- PROBLEM TO WORK ON
Return each line of the data below exactly, omitting any pictures.

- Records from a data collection
◆ ◆ ◆ ◆ ◆ ◆ ◆
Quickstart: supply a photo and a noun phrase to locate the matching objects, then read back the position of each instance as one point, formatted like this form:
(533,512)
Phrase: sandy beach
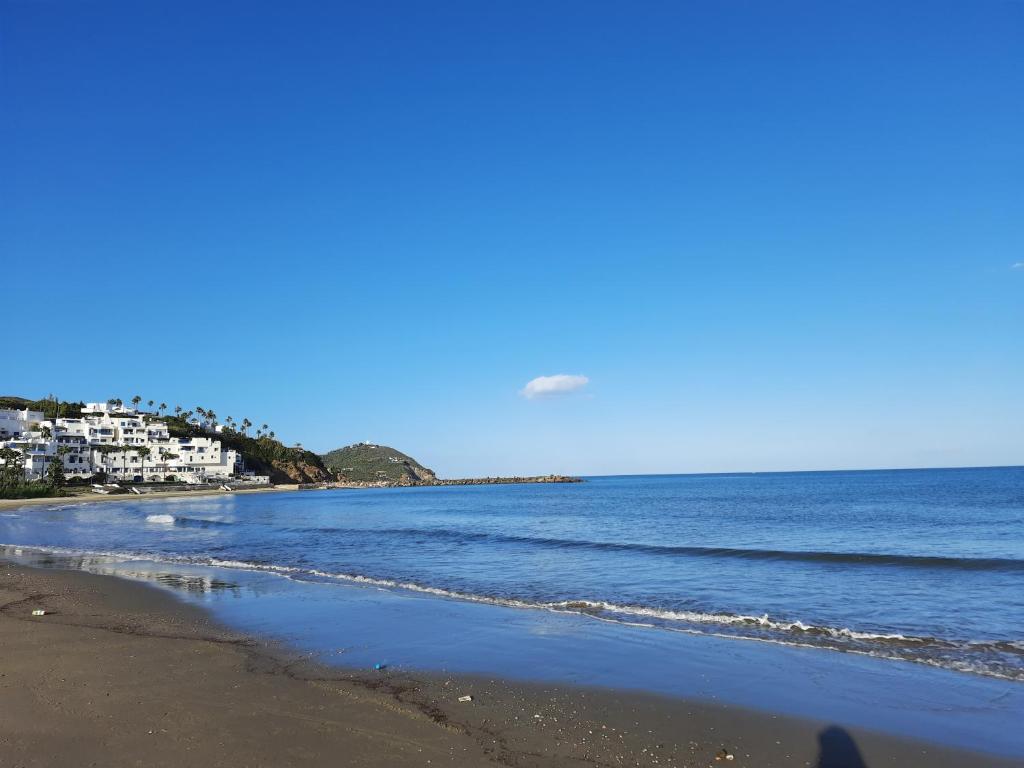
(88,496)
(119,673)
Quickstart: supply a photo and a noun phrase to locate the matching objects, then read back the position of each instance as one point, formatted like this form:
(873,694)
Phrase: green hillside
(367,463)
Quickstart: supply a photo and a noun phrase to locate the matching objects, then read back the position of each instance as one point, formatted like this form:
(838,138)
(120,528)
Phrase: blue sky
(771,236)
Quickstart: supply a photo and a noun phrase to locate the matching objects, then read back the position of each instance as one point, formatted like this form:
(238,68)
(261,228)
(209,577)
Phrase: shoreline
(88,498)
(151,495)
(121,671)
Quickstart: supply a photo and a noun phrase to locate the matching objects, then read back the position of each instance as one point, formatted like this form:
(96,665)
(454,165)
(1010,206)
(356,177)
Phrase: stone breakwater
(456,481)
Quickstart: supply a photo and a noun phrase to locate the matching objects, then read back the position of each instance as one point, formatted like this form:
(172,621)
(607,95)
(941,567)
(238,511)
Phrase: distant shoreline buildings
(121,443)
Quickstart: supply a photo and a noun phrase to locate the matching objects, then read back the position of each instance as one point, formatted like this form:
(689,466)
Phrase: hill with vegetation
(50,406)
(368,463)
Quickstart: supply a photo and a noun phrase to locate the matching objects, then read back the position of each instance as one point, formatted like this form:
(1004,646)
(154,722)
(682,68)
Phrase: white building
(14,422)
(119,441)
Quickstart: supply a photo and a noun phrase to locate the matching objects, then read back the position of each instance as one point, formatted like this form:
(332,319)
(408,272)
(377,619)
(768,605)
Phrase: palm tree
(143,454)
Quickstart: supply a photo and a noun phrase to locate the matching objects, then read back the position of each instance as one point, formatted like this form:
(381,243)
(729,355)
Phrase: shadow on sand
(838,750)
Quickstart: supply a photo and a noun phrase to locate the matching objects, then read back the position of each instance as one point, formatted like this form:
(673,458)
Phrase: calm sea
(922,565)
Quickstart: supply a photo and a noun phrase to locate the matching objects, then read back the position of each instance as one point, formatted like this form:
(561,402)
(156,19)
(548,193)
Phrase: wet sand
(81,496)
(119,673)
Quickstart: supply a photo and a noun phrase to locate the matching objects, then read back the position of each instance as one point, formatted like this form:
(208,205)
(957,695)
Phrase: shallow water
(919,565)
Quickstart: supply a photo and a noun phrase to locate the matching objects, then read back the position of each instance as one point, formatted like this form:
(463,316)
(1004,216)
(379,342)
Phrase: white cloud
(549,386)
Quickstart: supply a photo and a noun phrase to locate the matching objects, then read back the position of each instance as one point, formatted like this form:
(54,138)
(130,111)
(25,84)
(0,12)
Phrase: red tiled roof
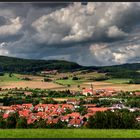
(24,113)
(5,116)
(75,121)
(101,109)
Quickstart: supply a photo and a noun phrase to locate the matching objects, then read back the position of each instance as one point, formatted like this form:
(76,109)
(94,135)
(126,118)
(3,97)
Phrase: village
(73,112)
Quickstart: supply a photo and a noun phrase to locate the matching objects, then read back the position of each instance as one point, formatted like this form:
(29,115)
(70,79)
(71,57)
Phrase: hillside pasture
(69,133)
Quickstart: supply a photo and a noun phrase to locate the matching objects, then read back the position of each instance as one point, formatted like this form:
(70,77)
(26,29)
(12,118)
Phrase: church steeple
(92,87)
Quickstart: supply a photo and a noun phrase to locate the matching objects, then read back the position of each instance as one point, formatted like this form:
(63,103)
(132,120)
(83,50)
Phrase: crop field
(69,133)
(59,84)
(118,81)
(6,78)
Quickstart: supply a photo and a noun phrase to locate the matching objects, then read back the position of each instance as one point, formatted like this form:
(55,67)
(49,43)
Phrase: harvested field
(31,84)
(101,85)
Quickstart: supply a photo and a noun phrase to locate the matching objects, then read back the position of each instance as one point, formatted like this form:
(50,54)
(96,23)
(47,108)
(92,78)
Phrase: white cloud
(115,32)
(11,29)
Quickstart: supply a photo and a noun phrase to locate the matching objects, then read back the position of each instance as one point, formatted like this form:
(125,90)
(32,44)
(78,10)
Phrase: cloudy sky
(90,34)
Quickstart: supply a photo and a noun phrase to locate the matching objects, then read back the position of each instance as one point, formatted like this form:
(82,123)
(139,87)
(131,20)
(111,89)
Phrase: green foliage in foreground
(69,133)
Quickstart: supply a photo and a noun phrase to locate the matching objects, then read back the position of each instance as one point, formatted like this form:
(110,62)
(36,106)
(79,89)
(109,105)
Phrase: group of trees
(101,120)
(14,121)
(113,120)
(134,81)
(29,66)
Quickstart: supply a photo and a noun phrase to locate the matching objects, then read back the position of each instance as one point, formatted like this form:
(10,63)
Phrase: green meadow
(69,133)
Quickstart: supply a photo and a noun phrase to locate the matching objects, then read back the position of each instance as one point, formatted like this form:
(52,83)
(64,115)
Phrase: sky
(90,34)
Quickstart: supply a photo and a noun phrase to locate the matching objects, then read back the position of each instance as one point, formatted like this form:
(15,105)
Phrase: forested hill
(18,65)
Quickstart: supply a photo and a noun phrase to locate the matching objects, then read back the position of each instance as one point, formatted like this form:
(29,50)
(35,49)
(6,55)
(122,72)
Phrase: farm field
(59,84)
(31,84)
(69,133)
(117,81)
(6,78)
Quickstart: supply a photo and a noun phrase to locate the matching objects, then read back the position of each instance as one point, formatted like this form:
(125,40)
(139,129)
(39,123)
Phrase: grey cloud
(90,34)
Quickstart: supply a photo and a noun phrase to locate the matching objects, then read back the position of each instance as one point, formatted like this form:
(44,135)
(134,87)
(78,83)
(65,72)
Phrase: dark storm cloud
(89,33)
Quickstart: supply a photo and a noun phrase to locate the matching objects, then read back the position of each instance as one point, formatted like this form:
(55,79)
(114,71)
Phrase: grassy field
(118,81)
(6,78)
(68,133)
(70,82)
◆ ◆ ◆ ◆ ◆ ◆ ◆
- FINAL RESULT
Quickstart: supply a photo and a noun phrase to locate the matching objects, then read back the position of each instance as one point, formatted like this form:
(533,512)
Phrase: sandy beach
(88,496)
(119,673)
Quickstart: supply a photo and a noun phrase to locate the matching objects, then read back the position of each instance as one point, formatted like this form:
(873,694)
Phrase: green hillside
(367,463)
Quickstart: supply a photo and a noun phrase to locate the matching objects, then read back the position of each instance as one point, formatted like this form:
(838,138)
(120,528)
Phrase: blue sky
(771,236)
Quickstart: supply a photo and a noun phrase to locate the matching objects, then read back the position of each instance as one point, formatted like this form:
(238,68)
(261,228)
(209,577)
Phrase: shoreline
(88,498)
(151,495)
(121,671)
Quickstart: supply a photo and a noun phrase to locate the matching objects, then read back the position of each instance as one point, formatted like this form:
(96,665)
(454,165)
(1010,206)
(356,177)
Phrase: stone breakwater
(456,481)
Quickstart: supply a photo and a noun phrase to locate the matching objects, then read back the position of each instance as one point, formatted like this form:
(172,621)
(607,95)
(941,567)
(238,511)
Phrase: distant shoreline buildings
(121,443)
Quickstart: supply a photo and a noun phrase to locate the matching objects, then read back the position of each instance as one point, formatted like this form:
(689,466)
Phrase: hill with vegetation
(50,406)
(368,463)
Quickstart: supply a photo and a noun phrase to locate the matching objects, then read back the position of each instance as one point, formatted like this form:
(1004,646)
(154,722)
(682,68)
Phrase: white building
(14,422)
(119,441)
Quickstart: supply a photo and a noun phrase to locate the matching objects, then read back the position of each instance as one point, formatted like this form:
(332,319)
(408,272)
(377,619)
(768,605)
Phrase: palm tree
(143,454)
Quickstart: supply a photo and a noun phrase to locate the matching objects, then read back the position of each instance as one point, formatted like this form:
(381,243)
(729,355)
Phrase: shadow on sand
(838,750)
Quickstart: supply a photo and a noun phrase to locate the matching objects, then read back the position of each instance as one point, formatted like this form:
(673,458)
Phrase: calm sea
(922,565)
Quickstart: supply a photo and a noun phrase to locate the matching objects, then read back the position of each instance as one point, formatted like this form:
(561,402)
(156,19)
(548,193)
Phrase: wet sand
(81,496)
(119,673)
Quickstart: supply a photo and a noun phrase to locate the matching objects, then read back the position of each instance as one point, formatted like this form:
(208,205)
(957,695)
Phrase: shallow water
(919,565)
Quickstart: supply a photo and a noun phrase to locate the matching objects, then read back the position of each instance as one point, formatted like this form:
(463,316)
(1004,216)
(379,342)
Phrase: white cloud
(549,386)
Quickstart: supply a photo and a noun phrase to locate the matching objects, then read back the position of each instance as one point, formatted like this form:
(54,138)
(130,111)
(25,84)
(0,12)
Phrase: red tiled roof
(24,113)
(5,116)
(75,121)
(101,109)
Quickstart: supply a photo and a noun phrase to locate the matching objects, then read back the position of each instance as one point, formatted like this form:
(76,109)
(94,135)
(126,118)
(3,97)
Phrase: village
(73,112)
Quickstart: supply a photo and a noun phrase to locate the matching objects, then read back the position of each instance as one point, formatted like this form:
(29,115)
(70,79)
(71,57)
Phrase: hillside pasture
(69,133)
Quickstart: supply a photo and a noun phrase to locate the matching objects, then read back the position of each instance as one point, formatted like this form:
(70,77)
(26,29)
(12,118)
Phrase: church steeple
(92,87)
Quickstart: supply a photo and a noun phrase to locate the matching objects, then read back the position of each instance as one point, formatted like this form:
(63,103)
(132,120)
(83,50)
Phrase: crop field
(69,133)
(59,84)
(118,81)
(6,78)
Quickstart: supply a photo and a noun phrase to locate the matching objects, then read back the position of each instance as one point, formatted like this form:
(55,67)
(49,43)
Phrase: harvested field
(31,84)
(101,85)
Quickstart: supply a photo and a noun phrase to locate the matching objects, then read back the position of each instance as one point, formatted like this form:
(50,54)
(96,23)
(47,108)
(92,78)
Phrase: white cloud
(115,32)
(11,29)
Quickstart: supply a photo and a noun phrase to locate the matching objects, then read back the position of each instance as one point, formatted like this form:
(125,90)
(32,44)
(78,10)
Phrase: cloudy sky
(90,34)
Quickstart: supply a photo and a noun phrase to locate the matching objects, then read back the position of each instance as one point, formatted like this form:
(82,123)
(139,87)
(131,20)
(111,89)
Phrase: green foliage in foreground
(69,133)
Quickstart: supply a photo and a noun phrase to locate the matching objects, then read back the position of each instance as one point, formatted like this form:
(110,62)
(36,106)
(79,89)
(109,105)
Phrase: group of trees
(101,120)
(14,121)
(113,120)
(134,81)
(29,66)
Quickstart: supply a photo and a noun phrase to locate the matching objects, then read back the position of each instance as one point, formatted like this form:
(10,63)
Phrase: green meadow
(69,133)
Quickstart: supply a photo and a noun phrase to locate the matching objects, then read back the position of each instance as one point, formatted like this form:
(52,83)
(64,115)
Phrase: sky
(90,34)
Quickstart: supply a photo and a noun phrase to locate the matching objects, then read back the position of each instance as one point, formatted like this form:
(15,105)
Phrase: forested hill
(18,65)
Quickstart: supply a photo and a noun phrase to locate the matching objects, then read back the position of each instance as one point, formatted like this form:
(29,50)
(35,49)
(6,55)
(122,72)
Phrase: farm field
(59,84)
(31,84)
(69,133)
(117,81)
(6,78)
Quickstart: supply a photo and a noun phrase to locate the matching objects, then read back the position of each instance as one point, formatted like this form:
(125,40)
(139,129)
(39,123)
Phrase: grey cloud
(90,34)
Quickstart: supply a photo and a noun phrase to locate the matching objects, then read back the position of each instance as one point, formatted like this form:
(44,135)
(134,87)
(78,83)
(65,72)
Phrase: dark storm cloud
(89,33)
Quickstart: supply a photo and a noun phrase to locate the matching objects, then read back the position of each instance as one point, formatted like this form:
(55,79)
(114,71)
Phrase: grassy field
(118,81)
(6,78)
(68,133)
(70,82)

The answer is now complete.